▶ **TEXT**:
At
the same time, reading great writers explaining their craft can refine, retool,
and re-envision how we approach crafting a sermon, how our phrases and sentence
actually happen, and some big goofs we should avoid. My favorites?
Annie Dillard’s The Writing Life
is brief, packed with wisdom, and humbling in a way that helps me feel better
about my struggles to get the Gospel (which she never mentions) onto paper and
then voiced out loud. Anne Lamott’s Bird by Bird (which is the origin of the
much-quoted and misquoted “If you want to make God laugh, tell her your plans”)
similarly delves into the whole thought process, which is really a life
process, a learning to observe, being attentive to and reflective on your life
and the world swirling around you.
Stephen King’s On Writing is a
happy jaunt through the habits and principles of what it is to think and
write. And there are more.
Recently I stumbled across a relatively
new one I’d missed somehow, just five years old: Good Prose: The Art of Nonfiction, by Tracy Kidder and Richard
Todd. It’s mostly Kidder, whom I have
admired so much for several things, especially his riveting retelling of how
Paul Farmer became Paul Farmer (in Mountains
Beyond Mountains). Todd served for
years as Kidder’s editor, and contributes a bit to the book. As I read Kidder’s recollection of how he has
labored to write well, and his wisdom and counsel for other writers, I kept
scribbling in the margin “Preaching!”
Let me share some of his most provocative insights.
See why page 1 grabbed my attention: “To
write is to talk to strangers. You want them to trust you. You might well begin
by trusting them – by imagining for the reader an intelligence at least equal
to the intelligence you imagine for yourself. No doubt you know some things
that the reader does not know, but it helps to grant that the reader has
knowledge unavailable to you.”

▶ **EXERCISE PROMPT**:
Pick up the passage on writing and preaching after its final sentence and keep it going. The material has no connection to the passage on writing and preaching.

▶ **DATASET ENTRIES**:
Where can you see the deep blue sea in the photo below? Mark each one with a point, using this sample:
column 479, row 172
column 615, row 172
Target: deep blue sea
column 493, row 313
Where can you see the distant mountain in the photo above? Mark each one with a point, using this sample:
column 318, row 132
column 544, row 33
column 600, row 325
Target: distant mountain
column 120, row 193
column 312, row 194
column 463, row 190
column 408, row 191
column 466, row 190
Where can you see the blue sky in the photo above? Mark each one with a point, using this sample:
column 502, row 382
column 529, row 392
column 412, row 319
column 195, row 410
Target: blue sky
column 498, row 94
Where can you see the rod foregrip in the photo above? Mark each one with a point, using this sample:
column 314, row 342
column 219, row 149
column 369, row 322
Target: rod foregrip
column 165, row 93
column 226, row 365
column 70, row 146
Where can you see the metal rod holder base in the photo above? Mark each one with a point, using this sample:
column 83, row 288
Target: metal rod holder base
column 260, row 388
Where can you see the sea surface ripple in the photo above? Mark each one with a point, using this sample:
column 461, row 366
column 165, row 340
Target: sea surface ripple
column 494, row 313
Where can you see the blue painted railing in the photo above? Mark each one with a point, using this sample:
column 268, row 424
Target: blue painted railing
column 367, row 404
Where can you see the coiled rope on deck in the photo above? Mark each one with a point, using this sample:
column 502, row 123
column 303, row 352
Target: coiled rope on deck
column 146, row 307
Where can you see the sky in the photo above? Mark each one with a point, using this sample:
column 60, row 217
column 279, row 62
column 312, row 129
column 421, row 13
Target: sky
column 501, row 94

▶ **REPLY TO THE TASK**:
Wow. Preaching is all about trust – and
involves us trusting them, believing they know plenty we don’t know. I was taught you know way more, and preaching
is an attempt to download into them.
Kidder explains how great writing creates a dialogue, in which you
expect, anticipate and even articulate their questions, critique, and maybe
their assent.
I remember Frederick Buechner’s
fascinating riff (in Telling the Truth)
on that pregnant moment just before the first word of a sermon – how the
preacher notices his mouth is dry, and the people are settling into their
seats, worried about their issues and secrets, and so how crucial is that very
first sentence. Kidder feels the start
is overrated. Start slow and soft, he
advises – and yet it can’t be awful or confusing: “You can’t make the reader
love you in the first sentence or paragraph, but you can lose the reader right
away.”
You
can lose the people out there in many ways.
One is what Kidder calls the “desire to impress” – which he believes
emerges from a terror that you might bore the reader. “Much overstuffed prose reflects a desire to
bully, to impress, or to hide… Inflation of language is sometimes not a boast
but cosmetic for insecurity.” Kidder
believes that what the reader wants is simpler – to believe that you are
“trying.” I love that. Pew-sitters want to sense you’re trying to
speak a word from God. Again, it’s all
about trust. If you get that trust,
Kidder believe, “trust and disagreement can coexist.” Too many preachers fear or hope to squash
disagreement. Kidder invites it.
I was struck by Kidder’s obsession with
factuality. Check dates, people, quotes
(who really said that? and do I have it down right?). There are facts – and Kidder pleads with
writers never to slide down into the abyss of subjectivity, suggesting things
like “If it’s true for you, then it’s true,” which he calls “the quagmire of postmodern
nihilism,” and noticing how “subjectivity absolves people of responsibility for
action.” If this is true for a
nonfiction essayist, a journalist, or a novelist, how much more is this true
for a preacher? And yet Kidder shudders
over the notion of dogmatic absolutism – which gives the reader no space to
disagree or respond. This fine balance
must be learned, tested and honed by the preacher, week after week.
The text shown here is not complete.